Consignes =
1) Dites si chacune des affirmations suivantes s'accorde avec l'extrait sur le roman, par oui ou par non, en citant à l'identique les mots du texte qui tranchent : (a) le roman mène le lecteur vers une résolution ; (b) la défaite de Jonas était prévue dès le début ; (c) entre quatre cordes, on se sent fort.
2) Dans l'extrait sur le roman, relevez tous les compléments qui suivent le verbe « montrer ».
3) Poursuivez l'extrait sur le roman à partir de sa dernière phrase.

===== Texte fourni =====

Ce roman n’est pas un roman à intrigue, il n’est pas « scénarisé », ce n’est pas un « roman de formation » : il n’y a pas de chemin initiatique vers la résolution. J e préfère montrer le réel comme il est, car la vie n’est pas scénarisée : il s’agit de montrer des tranches de vie sans artifice, de dérouler des motifs pour raconter quelque chose derrière ces motifs, raconter quelque chose dans le sous-texte. Le roman pas le lieu de l'intellect de la pensée mais le lieu de l'émotion de la sensation.

Pourquoi Jonas perd-t-il son combat à la fin ?
Ce combat perdu était prévu depuis le début par Jonas car je voulais raconter une histoire de loose dans un « anti feel good book » : la vie peut être belle même quand on n’est pas heureux, même quand on perd un combat : il s’agissait plutôt de montrer la poésie de la vie quotidienne, de montrer comment on peut être présent à soi-même et aux choses qui nous entourent. Et puis dans la vie, quand on ne travaille pas, on perd, alors il n’y a pas de raison pour que ce ne soit pas le cas dans le livre. Je voulais montrer aussi qu'entre 4 cordes on se sent fragile, on n'est pas dans Rocky !

Pourquoi y-a-t-il autant de descriptions ?

===== Lignes de données =====

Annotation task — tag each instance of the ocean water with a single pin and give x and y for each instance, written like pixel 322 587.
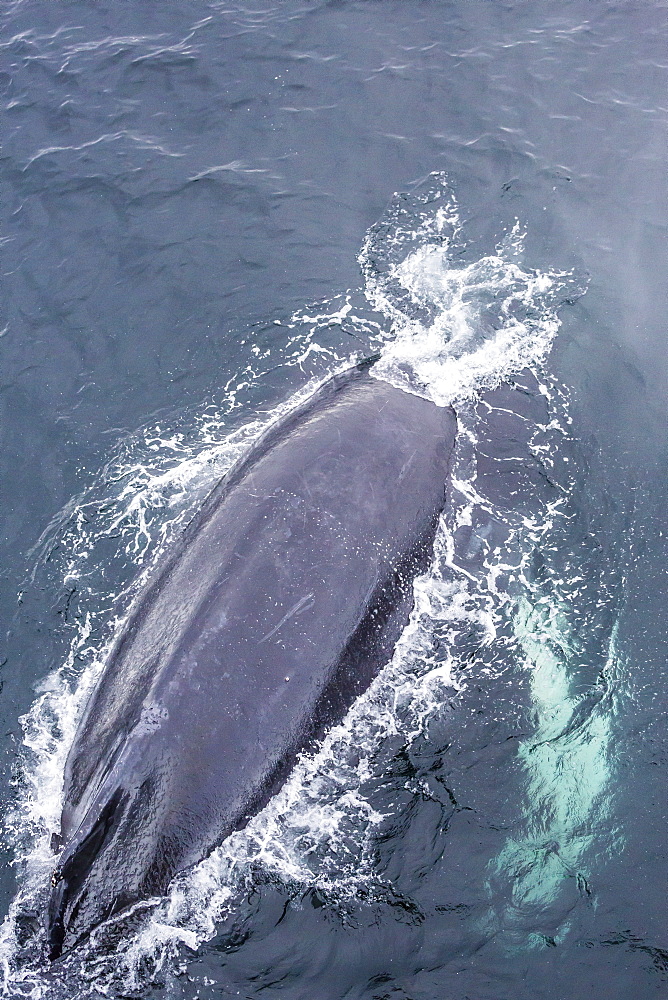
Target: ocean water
pixel 207 209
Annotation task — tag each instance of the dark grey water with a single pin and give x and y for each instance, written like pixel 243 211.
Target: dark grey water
pixel 186 190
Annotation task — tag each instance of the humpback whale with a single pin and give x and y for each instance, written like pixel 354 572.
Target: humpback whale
pixel 274 609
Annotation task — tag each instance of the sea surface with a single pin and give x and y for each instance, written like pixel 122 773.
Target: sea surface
pixel 206 208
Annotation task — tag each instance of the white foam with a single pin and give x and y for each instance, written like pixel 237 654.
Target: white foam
pixel 447 331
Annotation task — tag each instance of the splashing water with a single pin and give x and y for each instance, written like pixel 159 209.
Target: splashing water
pixel 451 324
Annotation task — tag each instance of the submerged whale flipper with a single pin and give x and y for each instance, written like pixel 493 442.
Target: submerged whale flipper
pixel 275 609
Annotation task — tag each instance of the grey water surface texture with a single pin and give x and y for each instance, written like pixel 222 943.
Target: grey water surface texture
pixel 178 180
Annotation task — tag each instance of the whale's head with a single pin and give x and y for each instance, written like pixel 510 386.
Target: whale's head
pixel 110 862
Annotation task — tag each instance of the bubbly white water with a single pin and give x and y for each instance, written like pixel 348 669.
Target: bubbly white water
pixel 446 327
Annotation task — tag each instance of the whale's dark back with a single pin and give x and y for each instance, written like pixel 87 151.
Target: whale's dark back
pixel 274 611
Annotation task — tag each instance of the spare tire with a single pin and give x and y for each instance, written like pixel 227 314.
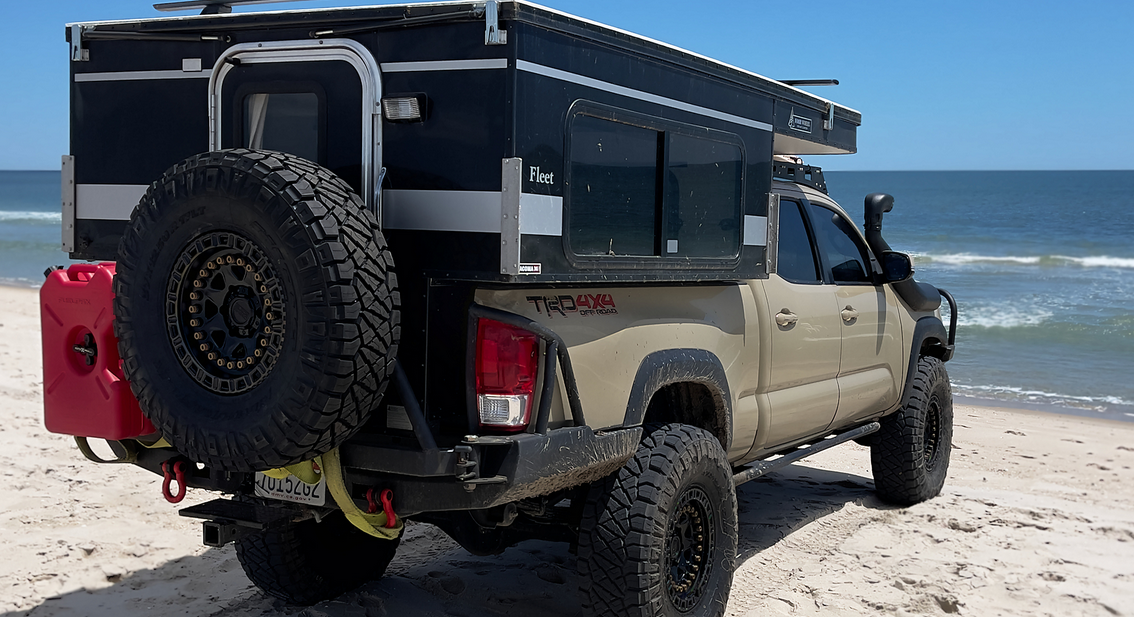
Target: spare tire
pixel 256 309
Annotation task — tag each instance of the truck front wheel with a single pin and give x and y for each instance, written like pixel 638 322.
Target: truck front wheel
pixel 910 455
pixel 658 538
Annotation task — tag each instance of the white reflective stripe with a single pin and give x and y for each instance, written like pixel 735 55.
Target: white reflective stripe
pixel 141 75
pixel 445 65
pixel 615 89
pixel 541 214
pixel 442 210
pixel 108 201
pixel 755 230
pixel 468 211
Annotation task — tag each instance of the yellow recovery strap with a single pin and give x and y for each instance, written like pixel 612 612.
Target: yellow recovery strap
pixel 373 524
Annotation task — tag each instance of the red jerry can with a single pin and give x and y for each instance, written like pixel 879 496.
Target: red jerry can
pixel 84 390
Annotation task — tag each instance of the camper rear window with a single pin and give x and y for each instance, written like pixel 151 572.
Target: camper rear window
pixel 285 121
pixel 645 187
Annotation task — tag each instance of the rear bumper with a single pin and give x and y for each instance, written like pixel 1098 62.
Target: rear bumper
pixel 488 472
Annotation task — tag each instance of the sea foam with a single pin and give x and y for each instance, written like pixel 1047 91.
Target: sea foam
pixel 967 259
pixel 1001 317
pixel 30 216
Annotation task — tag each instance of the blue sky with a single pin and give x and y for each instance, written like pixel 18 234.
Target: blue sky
pixel 941 85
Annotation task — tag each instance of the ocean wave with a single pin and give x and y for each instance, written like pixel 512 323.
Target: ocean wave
pixel 1003 317
pixel 1006 392
pixel 30 216
pixel 967 259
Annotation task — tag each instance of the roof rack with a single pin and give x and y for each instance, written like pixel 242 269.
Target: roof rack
pixel 800 174
pixel 211 7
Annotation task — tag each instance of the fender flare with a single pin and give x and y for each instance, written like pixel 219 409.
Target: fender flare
pixel 930 338
pixel 667 366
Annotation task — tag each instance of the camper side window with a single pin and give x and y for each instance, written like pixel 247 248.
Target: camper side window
pixel 648 187
pixel 285 121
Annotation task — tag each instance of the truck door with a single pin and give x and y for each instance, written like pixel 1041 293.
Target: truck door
pixel 313 99
pixel 802 390
pixel 870 366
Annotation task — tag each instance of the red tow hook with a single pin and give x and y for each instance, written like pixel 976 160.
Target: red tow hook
pixel 387 497
pixel 178 475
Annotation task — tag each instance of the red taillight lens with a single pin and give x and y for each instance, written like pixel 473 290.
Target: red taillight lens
pixel 507 363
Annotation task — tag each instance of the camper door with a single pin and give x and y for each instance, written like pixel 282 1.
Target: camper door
pixel 315 99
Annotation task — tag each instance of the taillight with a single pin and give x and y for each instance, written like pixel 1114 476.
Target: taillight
pixel 507 363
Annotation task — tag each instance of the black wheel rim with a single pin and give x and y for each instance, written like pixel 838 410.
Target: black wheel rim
pixel 932 432
pixel 690 547
pixel 225 312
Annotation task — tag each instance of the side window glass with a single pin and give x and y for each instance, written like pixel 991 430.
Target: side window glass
pixel 284 123
pixel 614 174
pixel 649 187
pixel 840 245
pixel 703 201
pixel 796 260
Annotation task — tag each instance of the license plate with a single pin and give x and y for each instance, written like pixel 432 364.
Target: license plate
pixel 292 489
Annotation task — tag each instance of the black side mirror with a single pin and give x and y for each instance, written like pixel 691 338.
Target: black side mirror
pixel 896 267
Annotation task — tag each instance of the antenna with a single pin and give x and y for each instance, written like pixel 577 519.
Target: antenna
pixel 211 7
pixel 810 82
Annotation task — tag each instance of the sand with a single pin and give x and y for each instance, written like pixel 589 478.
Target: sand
pixel 1037 518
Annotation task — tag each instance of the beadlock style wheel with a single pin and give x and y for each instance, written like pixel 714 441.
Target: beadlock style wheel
pixel 910 455
pixel 226 311
pixel 658 538
pixel 256 309
pixel 690 547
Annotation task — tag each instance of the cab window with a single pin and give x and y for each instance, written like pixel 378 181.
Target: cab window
pixel 796 259
pixel 844 252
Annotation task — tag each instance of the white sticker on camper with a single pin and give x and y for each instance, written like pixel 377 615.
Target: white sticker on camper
pixel 798 123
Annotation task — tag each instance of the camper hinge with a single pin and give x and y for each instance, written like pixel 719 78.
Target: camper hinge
pixel 492 33
pixel 67 175
pixel 78 55
pixel 512 184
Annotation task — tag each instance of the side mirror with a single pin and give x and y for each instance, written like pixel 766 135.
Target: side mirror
pixel 896 267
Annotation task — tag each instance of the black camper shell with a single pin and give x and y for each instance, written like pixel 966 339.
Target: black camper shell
pixel 513 96
pixel 522 111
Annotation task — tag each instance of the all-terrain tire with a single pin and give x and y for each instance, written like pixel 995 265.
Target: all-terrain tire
pixel 910 455
pixel 307 561
pixel 658 538
pixel 256 309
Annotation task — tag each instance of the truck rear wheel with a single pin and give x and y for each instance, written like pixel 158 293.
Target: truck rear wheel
pixel 659 537
pixel 256 309
pixel 307 561
pixel 910 455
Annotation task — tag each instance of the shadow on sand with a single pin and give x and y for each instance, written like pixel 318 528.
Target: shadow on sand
pixel 432 576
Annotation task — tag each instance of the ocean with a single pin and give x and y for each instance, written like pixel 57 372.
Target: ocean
pixel 1041 264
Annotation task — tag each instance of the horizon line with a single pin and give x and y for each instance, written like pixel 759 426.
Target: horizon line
pixel 829 170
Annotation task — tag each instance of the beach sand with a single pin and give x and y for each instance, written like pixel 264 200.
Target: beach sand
pixel 1037 518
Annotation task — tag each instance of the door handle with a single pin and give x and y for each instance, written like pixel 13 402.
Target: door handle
pixel 786 319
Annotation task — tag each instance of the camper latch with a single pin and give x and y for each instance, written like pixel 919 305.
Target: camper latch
pixel 78 55
pixel 492 33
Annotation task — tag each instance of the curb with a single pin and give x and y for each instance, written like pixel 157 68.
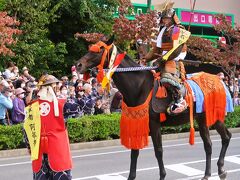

=====

Réponses =
1)
(a) Non : « il n’y a pas de chemin initiatique vers la résolution ».
(b) Oui : « Ce combat perdu était prévu depuis le début ».
(c) Non : « entre 4 cordes on se sent fragile ».

2)
- le réel comme il est
- des tranches de vie sans artifice
- la poésie de la vie quotidienne
- comment on peut être présent à soi-même et aux choses qui nous entourent
- qu'entre 4 cordes on se sent fragile

3)
Parce que pour moi, ce qui est intéressant dans l’écriture ce n’est pas le « drama », c'est-
à dire l’action, c’est plutôt de raconter les choses de manière indirecte, donc décrire le décor, les gestes -je peux écrire 50 pages sur le mouvement d'une épaule!-, ce qui permet de créer une ambiance et de raconter les choses indirectement. Il s’agit d’ECRIRE DANS plutôt que d’ECRIRE SUR, d’incarner les choses, de MONTRER plutôt que de DIRE. Ma technique d'écriture ressemble à un plan séquence cinéma. Pas de "discours sur" : je veux susciter chez le lecteur quelque chose, je ne suis pas dans la démonstration mais dans la monstration. Je sélectionne des détails, des motifs qui servent à raconter l'histoire. Il y a une beauté possible dans l'insignifiant. Le comment participe à révéler le quoi.

Pourquoi les personnages ne sont-ils pas décrits physiquement ?
Parce qu’ils se définissent par leur action, par leur attitude, par leur manière d’être et de parler plus que par une couleur de peau ou de cheveux, car je ne veux pas les enfermer dans des clichés. J'avoue que cela part à la base d’une lacune (je ne sais pas faire des portraits ! ) et j'ai transformé cette faiblesse en force et en proposition esthétique. Par exemple dans le passage de la carpe qui se contorsionne pour avoir la place de tourner en rond : c'est Jonas qui voit cela mais le narrateur ne nous dit pas ce que cela peut signifier : c'est de l'évocation et pas de l'explication.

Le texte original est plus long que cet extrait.